■ SELECTED EXTRACT
## Start
# Thread: Verify Solution of Differential equation

1. ## Verify Solution of Differential equation

Hello, i didn't know whether to post this in the calculus section but since its in my differential equations book I'll start here.

The problem asks to verify the indicated function is a answer of the differential equation.

My memory on the natural e is rusty. Any guidance? I feel like this should be easier than it looks.

Thanks

2. ## Re: Verify Solution of Differential equation

$y = e^{-x^2}\left[\int_0^x e^{t^2} \, dt + c_1\right]$

product rule to find $\frac{dy}{dx}$ ...

$\frac{dy}{dx} = e^{-x^2} \cdot e^{x^2} - 2xe^{-x^2}\left[\int_0^x e^{t^2} \, dt + c_1\right]$

$\frac{dy}{dx} = 1 - 2xy$

$(1 - 2xy) + 2xy = 1$

3. ## Re: Verify Solution of Differential equation

Do you have to solve the integral? i used mathway for guidance and it gave me zero. Heres a link

Mathway: Evaluate the Integral

4. ## Re: Verify Solution of Differential equation

Originally Posted by skeeter

$y = e^{-x^2}\left[\int_0^x e^{t^2} \, dt + c_1\right]$

product rule to find $\frac{dy}{dx}$ ...
## End
[Data taken from a collection]
## Start
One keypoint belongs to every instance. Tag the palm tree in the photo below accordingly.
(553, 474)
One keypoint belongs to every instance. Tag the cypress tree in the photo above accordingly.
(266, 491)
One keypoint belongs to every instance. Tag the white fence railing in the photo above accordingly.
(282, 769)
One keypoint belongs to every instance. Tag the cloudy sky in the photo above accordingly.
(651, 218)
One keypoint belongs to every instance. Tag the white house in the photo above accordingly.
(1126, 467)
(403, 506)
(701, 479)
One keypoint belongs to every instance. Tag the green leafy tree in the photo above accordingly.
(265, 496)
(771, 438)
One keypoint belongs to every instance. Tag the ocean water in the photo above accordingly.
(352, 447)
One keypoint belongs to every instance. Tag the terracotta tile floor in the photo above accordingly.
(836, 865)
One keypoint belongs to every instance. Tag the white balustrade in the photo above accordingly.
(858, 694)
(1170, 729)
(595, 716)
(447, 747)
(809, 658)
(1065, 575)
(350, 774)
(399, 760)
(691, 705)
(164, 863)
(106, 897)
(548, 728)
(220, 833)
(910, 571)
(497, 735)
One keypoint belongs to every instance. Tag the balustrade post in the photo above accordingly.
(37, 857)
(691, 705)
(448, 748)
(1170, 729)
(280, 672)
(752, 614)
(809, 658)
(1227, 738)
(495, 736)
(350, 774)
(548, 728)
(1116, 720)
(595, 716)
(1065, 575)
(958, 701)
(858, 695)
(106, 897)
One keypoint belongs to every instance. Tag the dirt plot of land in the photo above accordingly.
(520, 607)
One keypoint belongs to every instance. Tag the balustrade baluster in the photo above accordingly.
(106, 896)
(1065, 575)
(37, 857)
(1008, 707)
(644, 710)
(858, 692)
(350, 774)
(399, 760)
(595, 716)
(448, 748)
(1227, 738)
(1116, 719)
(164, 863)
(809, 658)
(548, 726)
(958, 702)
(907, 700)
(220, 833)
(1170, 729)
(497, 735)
## End
■ OBJECTIVE
Reproduce the entire forum thread on verifying a solution of a differential equation word for word.

■ WRITTEN ANSWER
# Thread: Verify Solution of Differential equation

1. ## Verify Solution of Differential equation

Hello, i didn't know whether to post this in the calculus section but since its in my differential equations book I'll start here.

The problem asks to verify the indicated function is a answer of the differential equation.

My memory on the natural e is rusty. Any guidance? I feel like this should be easier than it looks.

Thanks

2. ## Re: Verify Solution of Differential equation

$y = e^{-x^2}\left[\int_0^x e^{t^2} \, dt + c_1\right]$

product rule to find $\frac{dy}{dx}$ ...

$\frac{dy}{dx} = e^{-x^2} \cdot e^{x^2} - 2xe^{-x^2}\left[\int_0^x e^{t^2} \, dt + c_1\right]$

$\frac{dy}{dx} = 1 - 2xy$

$(1 - 2xy) + 2xy = 1$

3. ## Re: Verify Solution of Differential equation

Do you have to solve the integral? i used mathway for guidance and it gave me zero. Heres a link

Mathway: Evaluate the Integral

4. ## Re: Verify Solution of Differential equation

Originally Posted by skeeter

$y = e^{-x^2}\left[\int_0^x e^{t^2} \, dt + c_1\right]$

product rule to find $\frac{dy}{dx}$ ...